▸ **DOCUMENT TEXT**
*** Block opens ***
Interesting!
Gerald Shulman has done similar with fat flux in muscle cells, using fMRI. Human cells, in vivo. Also mice. He was looking to see how insulin resistance occurs - which he figured out. It's diglycerides (DAGs), which are, essentially triglycerides (TAGs) with a FA on the backbone replaced with a hydroxyl. One isomer blocks the cascade that starts with insulin hitting the cell membrane and ends with glucose transporters (GLUT4 in this case) poked through the cell wall.
In humans that initial insulin resistance in skeletal (striated) muscle drives a system-wide cascade of insulin resistance.
He's found he can induce IR in skeletal muscle cells by simultaneous high serum TAGs and glucose. Also, from Robert Lustig’s work, sucrose or HFCs do this naturally. Think about that the next time you drink a soda or fruit juice.
*** Block closes ***
▸ **Stored data**
*** Block opens ***
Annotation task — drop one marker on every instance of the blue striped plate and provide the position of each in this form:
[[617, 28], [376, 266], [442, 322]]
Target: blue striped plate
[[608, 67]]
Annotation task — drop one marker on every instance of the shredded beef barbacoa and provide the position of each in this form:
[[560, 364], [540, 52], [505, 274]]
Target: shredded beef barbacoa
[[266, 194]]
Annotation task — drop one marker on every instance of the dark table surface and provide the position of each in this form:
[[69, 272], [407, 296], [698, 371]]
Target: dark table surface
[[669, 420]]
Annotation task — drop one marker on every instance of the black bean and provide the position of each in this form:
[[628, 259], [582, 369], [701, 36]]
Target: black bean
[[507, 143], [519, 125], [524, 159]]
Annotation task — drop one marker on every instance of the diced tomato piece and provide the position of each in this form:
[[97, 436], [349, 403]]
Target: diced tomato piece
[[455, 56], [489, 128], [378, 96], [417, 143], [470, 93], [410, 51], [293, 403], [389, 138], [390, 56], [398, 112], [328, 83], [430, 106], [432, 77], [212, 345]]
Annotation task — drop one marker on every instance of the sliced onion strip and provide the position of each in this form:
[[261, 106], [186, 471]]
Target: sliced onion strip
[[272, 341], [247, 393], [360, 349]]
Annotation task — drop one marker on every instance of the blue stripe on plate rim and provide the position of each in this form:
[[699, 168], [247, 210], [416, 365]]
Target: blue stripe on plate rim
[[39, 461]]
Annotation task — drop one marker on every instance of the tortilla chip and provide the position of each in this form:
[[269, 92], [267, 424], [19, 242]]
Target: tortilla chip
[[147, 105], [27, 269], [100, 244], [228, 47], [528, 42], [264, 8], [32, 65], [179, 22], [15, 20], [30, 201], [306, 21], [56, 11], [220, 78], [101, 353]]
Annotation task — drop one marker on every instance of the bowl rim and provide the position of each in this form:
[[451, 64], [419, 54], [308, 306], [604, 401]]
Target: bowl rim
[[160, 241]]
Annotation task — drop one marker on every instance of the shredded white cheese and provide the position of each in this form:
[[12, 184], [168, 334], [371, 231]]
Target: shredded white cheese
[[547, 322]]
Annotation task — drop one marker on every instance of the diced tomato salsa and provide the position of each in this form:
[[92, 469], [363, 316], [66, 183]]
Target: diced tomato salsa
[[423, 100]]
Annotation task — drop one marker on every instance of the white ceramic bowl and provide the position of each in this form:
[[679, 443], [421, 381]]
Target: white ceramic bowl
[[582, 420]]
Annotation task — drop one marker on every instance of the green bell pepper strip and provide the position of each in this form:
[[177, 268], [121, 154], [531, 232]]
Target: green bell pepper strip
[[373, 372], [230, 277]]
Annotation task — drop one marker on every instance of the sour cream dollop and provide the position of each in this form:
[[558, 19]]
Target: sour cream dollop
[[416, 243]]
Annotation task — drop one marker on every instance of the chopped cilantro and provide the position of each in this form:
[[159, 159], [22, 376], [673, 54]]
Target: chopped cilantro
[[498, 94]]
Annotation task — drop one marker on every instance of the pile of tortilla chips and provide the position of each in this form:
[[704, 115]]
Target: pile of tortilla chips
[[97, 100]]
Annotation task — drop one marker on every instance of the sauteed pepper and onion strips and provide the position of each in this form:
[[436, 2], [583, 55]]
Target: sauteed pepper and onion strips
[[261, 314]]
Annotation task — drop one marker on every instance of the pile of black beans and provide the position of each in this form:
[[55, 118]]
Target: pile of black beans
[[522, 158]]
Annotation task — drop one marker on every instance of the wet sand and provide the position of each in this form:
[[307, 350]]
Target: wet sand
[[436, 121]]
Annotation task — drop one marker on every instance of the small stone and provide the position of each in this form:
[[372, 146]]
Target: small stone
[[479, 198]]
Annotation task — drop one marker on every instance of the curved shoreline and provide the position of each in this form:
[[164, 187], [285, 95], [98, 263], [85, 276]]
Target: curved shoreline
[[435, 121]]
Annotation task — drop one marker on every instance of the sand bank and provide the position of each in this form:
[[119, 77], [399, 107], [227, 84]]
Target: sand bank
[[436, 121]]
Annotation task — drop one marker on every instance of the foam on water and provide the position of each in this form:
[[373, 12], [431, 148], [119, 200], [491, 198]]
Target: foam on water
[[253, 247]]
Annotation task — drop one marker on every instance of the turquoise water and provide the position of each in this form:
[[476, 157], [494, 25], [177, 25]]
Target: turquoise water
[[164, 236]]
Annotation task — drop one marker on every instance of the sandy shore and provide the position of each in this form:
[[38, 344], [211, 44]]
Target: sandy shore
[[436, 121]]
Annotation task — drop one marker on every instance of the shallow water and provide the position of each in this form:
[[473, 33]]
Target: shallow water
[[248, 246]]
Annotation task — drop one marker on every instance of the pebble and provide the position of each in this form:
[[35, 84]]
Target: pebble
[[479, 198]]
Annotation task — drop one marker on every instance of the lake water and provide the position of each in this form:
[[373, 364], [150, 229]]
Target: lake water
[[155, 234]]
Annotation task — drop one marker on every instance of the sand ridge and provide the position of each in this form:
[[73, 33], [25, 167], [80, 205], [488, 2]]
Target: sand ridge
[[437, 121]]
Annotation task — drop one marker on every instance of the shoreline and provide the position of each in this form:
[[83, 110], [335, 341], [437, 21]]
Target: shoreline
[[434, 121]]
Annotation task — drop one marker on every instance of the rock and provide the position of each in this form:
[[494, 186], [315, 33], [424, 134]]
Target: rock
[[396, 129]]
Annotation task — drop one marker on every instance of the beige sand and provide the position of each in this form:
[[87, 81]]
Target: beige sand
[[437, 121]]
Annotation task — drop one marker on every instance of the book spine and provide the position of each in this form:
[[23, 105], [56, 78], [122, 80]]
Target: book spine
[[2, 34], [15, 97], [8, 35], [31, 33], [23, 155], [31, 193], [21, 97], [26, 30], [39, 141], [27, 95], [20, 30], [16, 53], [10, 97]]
*** Block closes ***
*** Block opens ***
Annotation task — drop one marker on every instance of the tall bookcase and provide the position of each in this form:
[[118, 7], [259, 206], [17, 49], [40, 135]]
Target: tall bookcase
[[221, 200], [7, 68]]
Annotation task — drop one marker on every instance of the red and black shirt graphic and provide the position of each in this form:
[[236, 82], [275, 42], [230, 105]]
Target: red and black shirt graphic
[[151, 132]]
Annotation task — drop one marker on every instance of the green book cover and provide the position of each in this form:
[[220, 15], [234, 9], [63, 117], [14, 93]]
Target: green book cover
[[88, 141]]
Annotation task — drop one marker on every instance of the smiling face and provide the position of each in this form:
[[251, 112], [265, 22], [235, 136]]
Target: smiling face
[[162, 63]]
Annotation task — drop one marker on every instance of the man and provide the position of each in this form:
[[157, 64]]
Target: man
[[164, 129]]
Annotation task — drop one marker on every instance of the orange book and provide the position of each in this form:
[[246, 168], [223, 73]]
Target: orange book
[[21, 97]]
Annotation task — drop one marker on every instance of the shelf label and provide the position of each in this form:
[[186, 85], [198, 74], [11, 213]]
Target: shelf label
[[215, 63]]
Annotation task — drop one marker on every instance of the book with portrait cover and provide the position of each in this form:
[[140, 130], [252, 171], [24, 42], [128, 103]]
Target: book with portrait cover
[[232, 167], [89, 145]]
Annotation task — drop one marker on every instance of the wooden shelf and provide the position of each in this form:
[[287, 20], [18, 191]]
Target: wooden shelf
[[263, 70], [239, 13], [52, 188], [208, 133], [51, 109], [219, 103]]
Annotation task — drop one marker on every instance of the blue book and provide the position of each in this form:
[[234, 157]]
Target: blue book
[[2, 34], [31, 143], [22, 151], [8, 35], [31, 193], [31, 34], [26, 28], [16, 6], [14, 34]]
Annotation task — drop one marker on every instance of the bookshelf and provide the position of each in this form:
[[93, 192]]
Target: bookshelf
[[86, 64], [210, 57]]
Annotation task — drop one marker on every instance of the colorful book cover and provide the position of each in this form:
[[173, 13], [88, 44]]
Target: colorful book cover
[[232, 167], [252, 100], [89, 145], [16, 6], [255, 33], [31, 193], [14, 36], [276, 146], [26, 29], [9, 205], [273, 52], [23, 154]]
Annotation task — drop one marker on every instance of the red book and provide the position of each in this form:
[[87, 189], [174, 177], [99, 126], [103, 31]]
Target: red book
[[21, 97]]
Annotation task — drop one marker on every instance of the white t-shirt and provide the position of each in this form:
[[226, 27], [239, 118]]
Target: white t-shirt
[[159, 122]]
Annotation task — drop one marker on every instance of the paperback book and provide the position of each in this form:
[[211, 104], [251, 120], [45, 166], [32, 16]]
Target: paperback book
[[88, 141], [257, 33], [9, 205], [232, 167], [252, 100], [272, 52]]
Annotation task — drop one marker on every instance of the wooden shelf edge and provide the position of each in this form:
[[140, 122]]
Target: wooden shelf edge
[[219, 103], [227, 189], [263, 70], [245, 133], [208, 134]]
*** Block closes ***
▸ **PROMPT 1**
Answer these questions using the comment on insulin resistance:
(a) What imaging method did Gerald Shulman use to study fat flux in muscle cells?
(b) What two conditions, present at the same time, were found to induce insulin resistance in skeletal muscle cells?
(c) Which glucose transporter does the comment name?
▸ **PROMPT 2**
Pick up the comment on insulin resistance after its final sentence and write a continuation.

▸ **TASK RESPONSE 1**
(a) fMRI.
(b) High serum TAGs and glucose.
(c) GLUT4.

▸ **TASK RESPONSE 2**
fMRI is perfect for this kind of work as MRI 'sees' hydrogen atoms - and can tell the difference between, say, water (contains H) and fat (also contains H), as they emit at different frequencies when the magnetic field is momentarily countered (the 'bang' you hear if you're in a MRI machine). I find this interesting on many levels, starting with just the physics of MRI - and ending with a critical human endocrine system.
For anyone else interested, check Peter Attia's interview with Shulman as a starting point.
Oh, and he’s discovered that, short term, exercise can trigger that same cascade that ends with GLUT4 receptors soaking up glucose through the cell walls, and posits that long term exercise can undo the DAG blockage.
Finally, I’d point out that, in the presence of insulin, fat cells take in glucose and turn it into fatty acids, convert that into TAGs for storage alongside the serum TAGs that are de-esterified, transported in, re-esterified, stored. So fat cells are hoovering up the glucose the muscle cells need — but can’t absorb because of DAG interference. The glucose has to go somewhere. The muscles are our primary storage organ for it.
I’ve no clue how that might be examined in fruit flies. But one thing is very clear: the route to decreasing fat in fat cells leads through fixing IR in muscle cells.